◆ **Things to do**:
**1)** Change "shaved head" to "bald head" in everything from the line of the entries containing "Objective — one point per instance of the yellow" down to the last of the entries, leaving all else as it is, and return only those lines.
**2)** Carry the account of the commissioned table and its chairs further from the point at which it stops.

◆ **Reading passage**:
-=-=-

It’s time to sit down and resume this conversation over coffee. Tom left off talking about generalities, and now he returns to specifics. He tells me about a dining table he was recently commissioned to make. Or is it a tall stand up table? I’m not sure.
The project needed to be functional for both intimate sit down meals and for parties where guests would be standing, tasting hors d’oeuvres and sampling wine. For dinning, the table would be 30″ high. For parties, an electric lift would raise it to 37″. Rings of curly sugar maple under the table top would telescope up, hiding the lift system.
The 6′ diameter tabletop would be made from Zebrawood veneer and have a solid Wenge rim. “I like to saw my own veneer,” Tom says. He’s rather casual about it, as if it were no big deal. “And cut it to shape. And lay it out. That keeps every aspect of the design in-house,” he says with an impish grin.
So, how much more complicated can this project get? A telescoping base, a motorized lift, shop-sawn zebrawood arranged in a sun burst pattern… “Oh, and let me tell you about the three-legged chairs.” Tom goes on.
I put down my coffee, shake my head and smile. “The table had to sit six, and I knew that six conventional chairs wouldn’t fit underneath it. Their front legs would argue with each other.”
Tom took a long sip and looked deep in thought. I could sense that more than a few sleepless nights were required to solve this puzzle. He recounts his long struggle with the design as if it were happening all over again.
“OK, let’s say that the chairs will have only one front leg. That works. But what would the leg look like? Let’s see…. I’ll make the leg from Maple, like the base, so that the legs blend into the base when the chairs are pushed in.”
Tom puts his cup down, too, and starts talking with his hands. “The backs of the chairs will be Wenge, like the table’s rim. I’ll notch the rim to fit the chair backs. When the table is raised, the backs will blend together
and look like a large pedestal supporting the top.” Tom races along, I’m having trouble keeping up. But be stops to say, “And it all worked out Except for one thing The table needed a brain?
A what? “brain.” What if someone pushed the button to lower the table while a chair or two were still beneath it? The chairs could take the pressure, but the machinery would destroy itself by trying to lift the heavy table off the floor. So I designed and built an electronic sensor system that knows when the chairs are present and cuts off the power disabling the lift.”

-=-=-

◆ **Data excerpts**:
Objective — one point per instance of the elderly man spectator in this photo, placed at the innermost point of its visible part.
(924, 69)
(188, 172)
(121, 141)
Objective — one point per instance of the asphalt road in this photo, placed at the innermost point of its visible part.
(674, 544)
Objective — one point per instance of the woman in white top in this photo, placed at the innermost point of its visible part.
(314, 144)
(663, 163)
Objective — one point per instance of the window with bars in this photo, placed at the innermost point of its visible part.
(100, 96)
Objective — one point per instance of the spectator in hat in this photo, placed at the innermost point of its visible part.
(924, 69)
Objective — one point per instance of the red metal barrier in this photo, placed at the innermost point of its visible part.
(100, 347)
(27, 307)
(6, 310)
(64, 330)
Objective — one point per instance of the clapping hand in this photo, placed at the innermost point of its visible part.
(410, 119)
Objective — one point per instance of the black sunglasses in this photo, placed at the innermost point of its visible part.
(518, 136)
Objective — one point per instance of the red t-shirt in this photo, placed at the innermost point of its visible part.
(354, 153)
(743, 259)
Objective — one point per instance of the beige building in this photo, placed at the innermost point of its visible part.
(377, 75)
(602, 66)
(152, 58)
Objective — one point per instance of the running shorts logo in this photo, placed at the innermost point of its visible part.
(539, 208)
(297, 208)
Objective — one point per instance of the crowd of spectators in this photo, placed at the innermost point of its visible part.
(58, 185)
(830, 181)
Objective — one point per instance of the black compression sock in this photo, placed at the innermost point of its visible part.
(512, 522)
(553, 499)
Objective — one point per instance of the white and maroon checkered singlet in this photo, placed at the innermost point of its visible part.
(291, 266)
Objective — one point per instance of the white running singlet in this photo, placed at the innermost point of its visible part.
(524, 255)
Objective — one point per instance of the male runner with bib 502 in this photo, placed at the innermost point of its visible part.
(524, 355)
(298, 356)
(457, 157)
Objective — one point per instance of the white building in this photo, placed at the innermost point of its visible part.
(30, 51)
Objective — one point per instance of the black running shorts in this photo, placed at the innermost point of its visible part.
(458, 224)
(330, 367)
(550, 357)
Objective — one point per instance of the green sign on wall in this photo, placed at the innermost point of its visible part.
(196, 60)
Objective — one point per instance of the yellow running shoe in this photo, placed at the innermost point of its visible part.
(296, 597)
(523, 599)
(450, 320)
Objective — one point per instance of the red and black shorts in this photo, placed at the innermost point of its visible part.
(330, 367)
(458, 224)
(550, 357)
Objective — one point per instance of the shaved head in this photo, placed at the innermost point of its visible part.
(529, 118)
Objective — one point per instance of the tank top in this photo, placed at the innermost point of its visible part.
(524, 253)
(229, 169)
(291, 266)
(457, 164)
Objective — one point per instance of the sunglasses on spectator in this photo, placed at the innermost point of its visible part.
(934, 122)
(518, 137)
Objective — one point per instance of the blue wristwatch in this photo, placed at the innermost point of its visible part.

-=-=-

◆ **Solved problems**:
**1)**
Objective — one point per instance of the yellow running shoe in this photo, placed at the innermost point of its visible part.
(296, 597)
(523, 599)
(450, 320)
Objective — one point per instance of the red and black shorts in this photo, placed at the innermost point of its visible part.
(330, 367)
(458, 224)
(550, 357)
Objective — one point per instance of the bald head in this photo, placed at the innermost point of its visible part.
(529, 118)
Objective — one point per instance of the tank top in this photo, placed at the innermost point of its visible part.
(524, 253)
(229, 169)
(291, 266)
(457, 164)
Objective — one point per instance of the sunglasses on spectator in this photo, placed at the innermost point of its visible part.
(934, 122)
(518, 137)
Objective — one point per instance of the blue wristwatch in this photo, placed at the innermost point of its visible part.

**2)**
As Tom stops to refill our cups, I need a few moments to take this all in. Although he sounds like a mad genius, he’s really rather shrewd. “I call it a smart table, he says. “The electronics add a new dimension- a cool factor-to the table and chairs.” But then he gets philosophical “Wood is alive, and my furniture is alive. This project took me a step further along that path.
As we walked back to Tom’s shop, I wondered about the client whose request for an unusual table grew into such a huge project. Did he go along with it? Did he appreciate it? What kind of a person was this?
“His name is Tim Andrews,” Tom explains. “He’s much more than a client I should really call him my patron. I first met him about 15 years ago when I visited his house to repair a dining table. We got to talking about art and design. Soon after wards, he asked me to design and build a large wet bar.”
Tom went all out. The piece was done in solid, quartersawn Australian Lacewood, Curly Sugar Maple and African Ebony. Multiple bending techniques were used to create the 17 separate curved components that give the piece its signature look.
Later on that day, I would meet Andrews at his home to get his side of the story. He said that he had been delighted by Tom’s work, describing how visitors to his home generally react upon seeing it with “awe and disbelief.” He says Schlack is a “creative genius” with the skills of a “designer, architect, woodworker, artist, mechanical engineer and electrician, and cites as evidence the amazing and unique dining table that Tom built for him later on.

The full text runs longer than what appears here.